● To do: Repeat word for word the stretch of the Oracle Data Integrator article below from "Let me walk" through "successful as below.".

● Reading text:
——————
Guest Author: Ionut Bruma - Oracle, Senior Sales Consultant
This article presents an overview of how to use Oracle Data Integrator (ODI) for Big Data with Hive parquet storage. The scenario shows how we can ingest CSV files into Hive and store them directly in Parquet format using standard connectors and Knowledge Modules (KMs) offered by Oracle Data Integrator for Big Data. For those new to this extension of ODI, Oracle Data Integrator for Big Data brings advanced data integration capabilities to customers who are looking to implement a seamless and responsive Big Data Management platform.
For the practical scenario we have used Big Data Lite VM. This machine can be downloaded from OTN following the link attached: http://www.oracle.com/technetwork/database/bigdata-appliance/oracle-bigdatalite-2104726.html
Overview of Hive
The Apache Hive software projects a structure over the large datasets residing in distributed storage thus facilitating querying and managing this data using a SQL-like language called HiveQL. At the same time this language also allows traditional map/reduce programmers to plug in their custom mappers and reducers when it is inconvenient or inefficient to express this logic in HiveQL.
Let me walk you through how to set up ODI for this use case.
Preparing the File Topology
Create a File Data Server:
Use the Topology tab of ODI Studio. Right click File technology and click on New to create a new Data Server
In the Definition panel, enter a Name: eg: CSV Source
In the JDBC panel, leave the default driver details:
JDBC driver: com.sunopsis.jdbc.driver.file.FileDriver
JDBC driver URL: jdbc:snps:dbfile
Press button. A pop-up should show that the connection has been successful as below.
Go back to the Topology and right click the newly created Data Server. Choose New Physical Schema.
The new configuration window will appear. In the Definition tab enter the connection details.
Directory (Schema): <fill_path_to_the_folder_containing_csv_files>.
Directory (Schema): repeat the same string here.
Press Save. An information screen will pop-up. Press ok.
Then expand the Logical Architecture tab and find the File technology. Right click on it and click New Logical Schema to associate it with the newly created Physical Schema.
——————
● Supplied records:
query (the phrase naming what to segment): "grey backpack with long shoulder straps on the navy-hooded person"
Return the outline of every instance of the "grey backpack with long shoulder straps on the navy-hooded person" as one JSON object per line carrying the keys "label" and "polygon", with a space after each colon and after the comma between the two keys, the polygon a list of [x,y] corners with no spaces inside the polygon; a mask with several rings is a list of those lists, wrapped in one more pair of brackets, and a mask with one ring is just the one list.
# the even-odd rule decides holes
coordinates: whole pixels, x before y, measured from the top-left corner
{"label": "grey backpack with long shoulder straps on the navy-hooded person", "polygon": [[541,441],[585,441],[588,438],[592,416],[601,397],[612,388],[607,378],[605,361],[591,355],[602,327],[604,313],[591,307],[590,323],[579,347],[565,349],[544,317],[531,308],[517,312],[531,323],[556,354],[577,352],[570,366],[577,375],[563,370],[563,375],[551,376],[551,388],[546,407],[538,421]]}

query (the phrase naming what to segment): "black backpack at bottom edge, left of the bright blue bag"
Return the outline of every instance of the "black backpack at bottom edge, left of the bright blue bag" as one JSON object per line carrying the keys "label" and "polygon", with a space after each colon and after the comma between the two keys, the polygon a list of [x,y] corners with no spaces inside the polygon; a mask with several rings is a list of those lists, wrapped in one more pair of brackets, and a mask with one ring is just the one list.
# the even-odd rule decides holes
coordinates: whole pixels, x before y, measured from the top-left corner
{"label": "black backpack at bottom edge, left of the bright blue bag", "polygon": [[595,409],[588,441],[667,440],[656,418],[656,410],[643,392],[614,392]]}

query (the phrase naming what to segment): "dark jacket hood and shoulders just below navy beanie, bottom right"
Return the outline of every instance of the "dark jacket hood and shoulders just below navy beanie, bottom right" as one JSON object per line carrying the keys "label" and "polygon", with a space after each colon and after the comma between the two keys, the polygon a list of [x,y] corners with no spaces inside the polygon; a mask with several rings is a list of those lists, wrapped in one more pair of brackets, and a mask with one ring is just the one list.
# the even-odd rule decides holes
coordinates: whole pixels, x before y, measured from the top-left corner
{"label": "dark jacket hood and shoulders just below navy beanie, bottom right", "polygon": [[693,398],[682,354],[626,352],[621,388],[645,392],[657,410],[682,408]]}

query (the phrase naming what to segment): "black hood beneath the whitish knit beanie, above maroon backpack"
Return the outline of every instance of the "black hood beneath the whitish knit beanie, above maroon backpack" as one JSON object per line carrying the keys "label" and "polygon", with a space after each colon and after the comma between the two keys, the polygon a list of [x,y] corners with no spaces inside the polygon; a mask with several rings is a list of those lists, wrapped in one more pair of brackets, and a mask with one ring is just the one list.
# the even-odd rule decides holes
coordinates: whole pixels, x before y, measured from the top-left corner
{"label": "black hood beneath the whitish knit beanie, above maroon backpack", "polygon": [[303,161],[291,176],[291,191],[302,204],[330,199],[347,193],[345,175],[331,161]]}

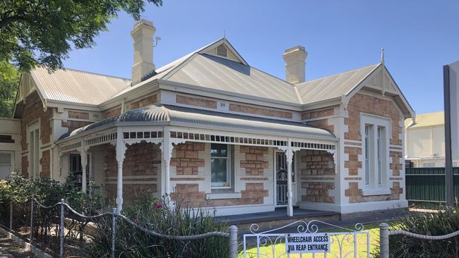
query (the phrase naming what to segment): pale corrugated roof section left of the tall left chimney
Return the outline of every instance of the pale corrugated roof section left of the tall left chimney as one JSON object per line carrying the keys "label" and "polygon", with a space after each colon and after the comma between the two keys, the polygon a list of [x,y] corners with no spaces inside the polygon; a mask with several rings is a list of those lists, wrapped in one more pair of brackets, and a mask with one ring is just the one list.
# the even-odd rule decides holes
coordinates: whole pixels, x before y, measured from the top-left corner
{"label": "pale corrugated roof section left of the tall left chimney", "polygon": [[131,85],[129,79],[67,68],[48,73],[37,67],[30,74],[44,99],[78,104],[100,104]]}

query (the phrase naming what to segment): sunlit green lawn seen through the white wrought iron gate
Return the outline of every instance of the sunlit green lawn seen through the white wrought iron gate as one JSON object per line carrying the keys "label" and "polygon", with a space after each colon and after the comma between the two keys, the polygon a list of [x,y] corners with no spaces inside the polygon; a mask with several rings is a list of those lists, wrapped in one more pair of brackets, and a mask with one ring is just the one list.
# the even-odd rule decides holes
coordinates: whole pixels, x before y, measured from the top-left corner
{"label": "sunlit green lawn seen through the white wrought iron gate", "polygon": [[[349,229],[353,229],[352,227],[346,227]],[[374,253],[376,250],[378,250],[379,247],[379,223],[371,223],[371,224],[366,224],[364,231],[369,232],[369,244],[370,244],[370,254]],[[327,231],[321,231],[321,232],[346,232],[344,229],[330,229]],[[333,254],[337,254],[338,257],[354,257],[353,251],[354,251],[354,242],[352,239],[352,236],[349,237],[349,235],[337,235],[336,237],[330,238],[333,239],[334,241],[331,242],[331,250],[330,252]],[[343,239],[345,238],[345,239]],[[349,240],[349,241],[348,241]],[[340,255],[340,242],[342,242],[342,255]],[[366,234],[360,234],[357,235],[357,257],[366,257]],[[352,254],[347,253],[352,252]],[[251,258],[251,257],[256,257],[256,247],[252,247],[251,249],[248,249],[246,251],[246,257]],[[283,255],[282,255],[283,254]],[[239,254],[239,257],[244,257],[243,253]],[[260,257],[273,257],[273,247],[271,245],[268,245],[266,247],[260,247]],[[287,257],[287,254],[285,254],[285,243],[282,241],[282,243],[275,245],[275,255],[274,257]],[[296,258],[300,257],[300,254],[290,254],[291,258]],[[302,258],[309,258],[313,257],[312,254],[303,254]],[[323,258],[323,254],[316,254],[315,258]],[[335,257],[334,255],[328,255],[328,257]]]}

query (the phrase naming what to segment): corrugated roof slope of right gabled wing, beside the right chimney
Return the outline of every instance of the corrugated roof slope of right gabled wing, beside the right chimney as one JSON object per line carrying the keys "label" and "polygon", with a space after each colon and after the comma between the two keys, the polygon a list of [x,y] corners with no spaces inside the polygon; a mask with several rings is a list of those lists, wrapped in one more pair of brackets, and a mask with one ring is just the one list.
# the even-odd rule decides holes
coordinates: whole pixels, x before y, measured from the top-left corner
{"label": "corrugated roof slope of right gabled wing, beside the right chimney", "polygon": [[304,104],[333,99],[348,94],[380,65],[381,63],[377,63],[373,66],[299,83],[295,86]]}

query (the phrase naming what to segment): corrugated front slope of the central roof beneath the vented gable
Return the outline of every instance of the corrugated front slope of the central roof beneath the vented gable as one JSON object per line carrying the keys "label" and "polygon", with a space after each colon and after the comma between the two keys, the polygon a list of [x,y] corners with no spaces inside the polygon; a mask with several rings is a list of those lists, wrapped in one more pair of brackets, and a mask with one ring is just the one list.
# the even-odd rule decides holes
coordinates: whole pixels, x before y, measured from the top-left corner
{"label": "corrugated front slope of the central roof beneath the vented gable", "polygon": [[294,85],[243,63],[196,54],[167,80],[298,103]]}

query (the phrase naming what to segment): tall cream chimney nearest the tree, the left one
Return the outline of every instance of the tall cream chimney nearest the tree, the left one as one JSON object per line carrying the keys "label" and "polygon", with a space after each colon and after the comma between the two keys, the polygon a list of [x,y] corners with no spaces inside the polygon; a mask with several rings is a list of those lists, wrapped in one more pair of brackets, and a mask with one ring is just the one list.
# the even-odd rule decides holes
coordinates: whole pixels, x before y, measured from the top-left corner
{"label": "tall cream chimney nearest the tree, the left one", "polygon": [[150,20],[138,20],[131,31],[134,39],[134,64],[132,66],[132,85],[142,81],[145,75],[155,70],[153,63],[153,35],[156,28]]}

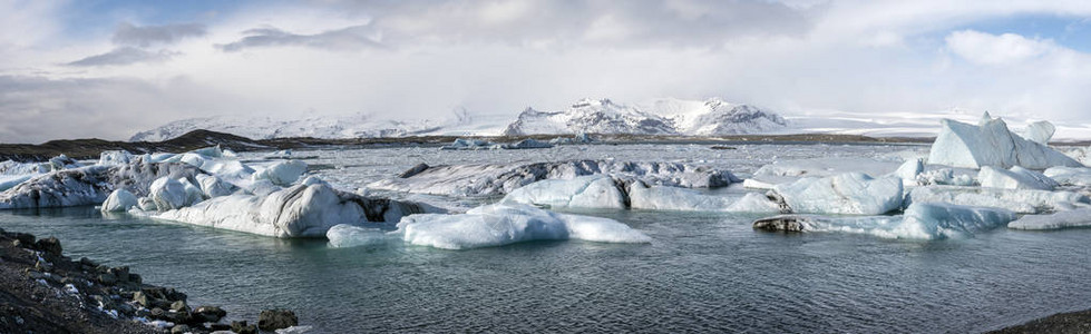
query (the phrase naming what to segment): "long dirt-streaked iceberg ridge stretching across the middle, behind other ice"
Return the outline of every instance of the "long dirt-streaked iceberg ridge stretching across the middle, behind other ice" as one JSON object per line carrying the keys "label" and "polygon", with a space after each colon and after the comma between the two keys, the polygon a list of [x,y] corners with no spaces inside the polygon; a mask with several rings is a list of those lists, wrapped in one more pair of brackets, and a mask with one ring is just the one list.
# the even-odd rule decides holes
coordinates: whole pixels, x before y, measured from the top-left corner
{"label": "long dirt-streaked iceberg ridge stretching across the middle, behind other ice", "polygon": [[543,179],[608,175],[616,179],[685,188],[715,188],[741,181],[727,170],[679,163],[573,160],[533,164],[431,166],[407,177],[383,179],[372,189],[445,196],[499,196]]}

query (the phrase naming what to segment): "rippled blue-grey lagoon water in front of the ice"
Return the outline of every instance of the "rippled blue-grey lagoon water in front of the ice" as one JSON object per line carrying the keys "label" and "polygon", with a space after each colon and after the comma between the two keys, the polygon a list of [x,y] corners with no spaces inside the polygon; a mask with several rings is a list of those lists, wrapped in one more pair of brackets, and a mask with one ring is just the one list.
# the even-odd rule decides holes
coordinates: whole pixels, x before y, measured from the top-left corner
{"label": "rippled blue-grey lagoon water in front of the ice", "polygon": [[594,212],[650,245],[331,248],[92,208],[0,212],[0,227],[130,265],[192,304],[316,332],[978,332],[1091,307],[1091,229],[897,242],[750,228],[753,216]]}

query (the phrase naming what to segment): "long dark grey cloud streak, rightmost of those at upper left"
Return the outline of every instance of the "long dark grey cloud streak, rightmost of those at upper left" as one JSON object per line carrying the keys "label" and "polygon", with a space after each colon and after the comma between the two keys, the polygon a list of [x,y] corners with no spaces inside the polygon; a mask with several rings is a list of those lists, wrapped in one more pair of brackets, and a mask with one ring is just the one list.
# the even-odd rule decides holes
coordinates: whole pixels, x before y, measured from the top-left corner
{"label": "long dark grey cloud streak, rightmost of those at upper left", "polygon": [[293,46],[351,51],[382,47],[374,30],[367,24],[327,30],[314,35],[292,33],[276,28],[251,29],[243,33],[247,36],[237,41],[221,45],[218,46],[220,49],[225,52],[236,52],[249,48]]}

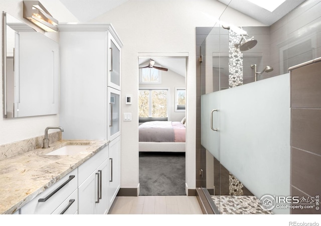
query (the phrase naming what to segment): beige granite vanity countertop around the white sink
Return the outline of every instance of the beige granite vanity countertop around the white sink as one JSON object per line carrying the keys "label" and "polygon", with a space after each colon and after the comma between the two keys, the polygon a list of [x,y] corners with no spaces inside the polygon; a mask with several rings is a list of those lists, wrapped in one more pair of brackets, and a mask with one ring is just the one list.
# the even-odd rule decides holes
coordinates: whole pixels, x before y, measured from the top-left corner
{"label": "beige granite vanity countertop around the white sink", "polygon": [[[0,213],[12,214],[102,150],[107,141],[60,140],[0,161]],[[46,155],[65,145],[90,145],[76,155]]]}

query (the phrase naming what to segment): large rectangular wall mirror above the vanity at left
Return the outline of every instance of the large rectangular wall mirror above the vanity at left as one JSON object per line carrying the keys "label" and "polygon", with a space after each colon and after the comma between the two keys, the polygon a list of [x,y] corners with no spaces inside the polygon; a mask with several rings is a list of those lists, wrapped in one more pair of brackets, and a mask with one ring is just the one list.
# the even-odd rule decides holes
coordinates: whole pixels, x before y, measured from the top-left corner
{"label": "large rectangular wall mirror above the vanity at left", "polygon": [[59,111],[59,44],[3,12],[4,118]]}

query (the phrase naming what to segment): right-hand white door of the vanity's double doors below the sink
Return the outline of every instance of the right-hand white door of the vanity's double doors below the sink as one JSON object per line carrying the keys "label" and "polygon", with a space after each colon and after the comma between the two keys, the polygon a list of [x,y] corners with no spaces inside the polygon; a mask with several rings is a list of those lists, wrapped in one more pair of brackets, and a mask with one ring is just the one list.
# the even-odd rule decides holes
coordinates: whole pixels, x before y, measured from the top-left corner
{"label": "right-hand white door of the vanity's double doors below the sink", "polygon": [[108,194],[107,186],[109,180],[109,159],[104,161],[97,169],[99,174],[99,193],[98,193],[98,202],[95,204],[95,213],[96,214],[105,214],[108,211]]}

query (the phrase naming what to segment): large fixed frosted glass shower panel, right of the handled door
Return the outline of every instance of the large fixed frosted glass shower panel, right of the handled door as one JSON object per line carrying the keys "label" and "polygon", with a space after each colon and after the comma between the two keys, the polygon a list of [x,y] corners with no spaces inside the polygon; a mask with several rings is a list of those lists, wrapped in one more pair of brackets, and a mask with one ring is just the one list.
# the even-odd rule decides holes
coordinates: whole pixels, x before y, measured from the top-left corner
{"label": "large fixed frosted glass shower panel, right of the handled door", "polygon": [[220,163],[257,198],[290,195],[289,74],[220,92]]}

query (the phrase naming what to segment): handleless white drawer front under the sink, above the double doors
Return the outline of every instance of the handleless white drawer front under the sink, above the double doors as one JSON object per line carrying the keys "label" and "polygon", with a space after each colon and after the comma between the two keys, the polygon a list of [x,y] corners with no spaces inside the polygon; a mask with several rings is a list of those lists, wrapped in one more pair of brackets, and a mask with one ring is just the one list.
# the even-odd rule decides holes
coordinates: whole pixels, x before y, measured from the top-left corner
{"label": "handleless white drawer front under the sink, above the double doors", "polygon": [[108,146],[104,147],[78,167],[78,185],[81,185],[108,158]]}

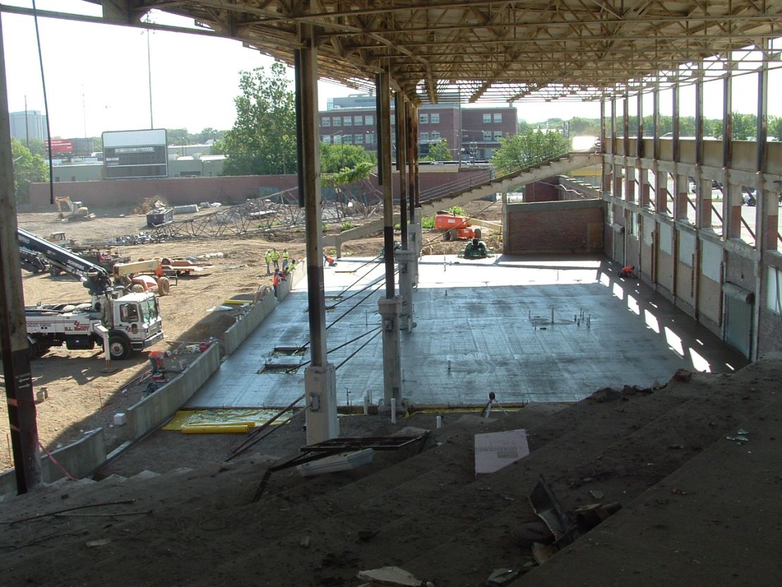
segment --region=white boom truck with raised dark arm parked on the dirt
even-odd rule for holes
[[[91,349],[95,344],[103,346],[108,338],[109,356],[117,360],[163,339],[163,319],[155,294],[124,294],[123,288],[112,285],[106,268],[24,229],[18,229],[18,236],[20,247],[40,253],[78,275],[91,296],[91,301],[84,304],[24,308],[31,357],[63,344],[69,350]]]

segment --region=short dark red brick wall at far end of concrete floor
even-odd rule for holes
[[[587,254],[603,251],[603,202],[508,204],[504,253]]]

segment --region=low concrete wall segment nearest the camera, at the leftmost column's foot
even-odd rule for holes
[[[106,437],[103,429],[92,430],[84,438],[58,448],[52,456],[72,477],[87,477],[106,462]],[[41,453],[41,480],[52,483],[65,477],[63,470]],[[13,469],[0,474],[0,495],[16,493],[16,472]]]

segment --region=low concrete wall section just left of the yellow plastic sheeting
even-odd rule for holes
[[[212,373],[217,371],[219,366],[220,345],[212,344],[175,380],[131,406],[126,413],[127,439],[141,438],[149,430],[168,420],[210,378]]]

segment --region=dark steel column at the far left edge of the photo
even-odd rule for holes
[[[41,483],[41,464],[38,460],[38,423],[30,375],[19,242],[16,240],[16,194],[13,189],[13,153],[3,53],[0,16],[0,355],[16,491],[26,493]]]

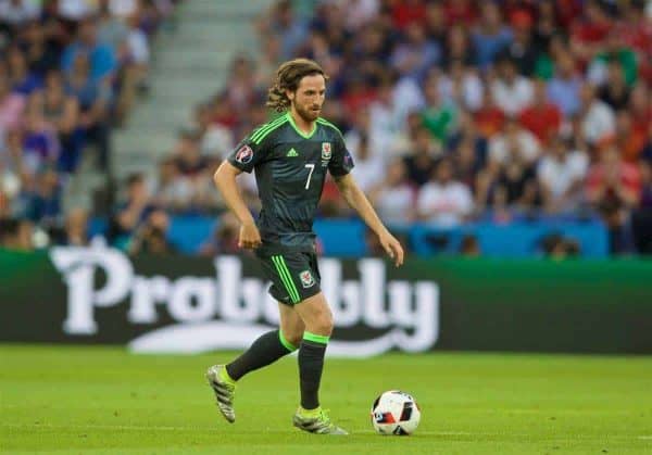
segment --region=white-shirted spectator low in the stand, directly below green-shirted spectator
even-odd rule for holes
——————
● Response area:
Let me walk you through how to set up ODI for this use case.
Preparing the File Topology
Create a File Data Server:
Use the Topology tab of ODI Studio. Right click File technology and click on New to create a new Data Server
In the Definition panel, enter a Name: eg: CSV Source
In the JDBC panel, leave the default driver details:
JDBC driver: com.sunopsis.jdbc.driver.file.FileDriver
JDBC driver URL: jdbc:snps:dbfile
Press button. A pop-up should show that the connection has been successful as below.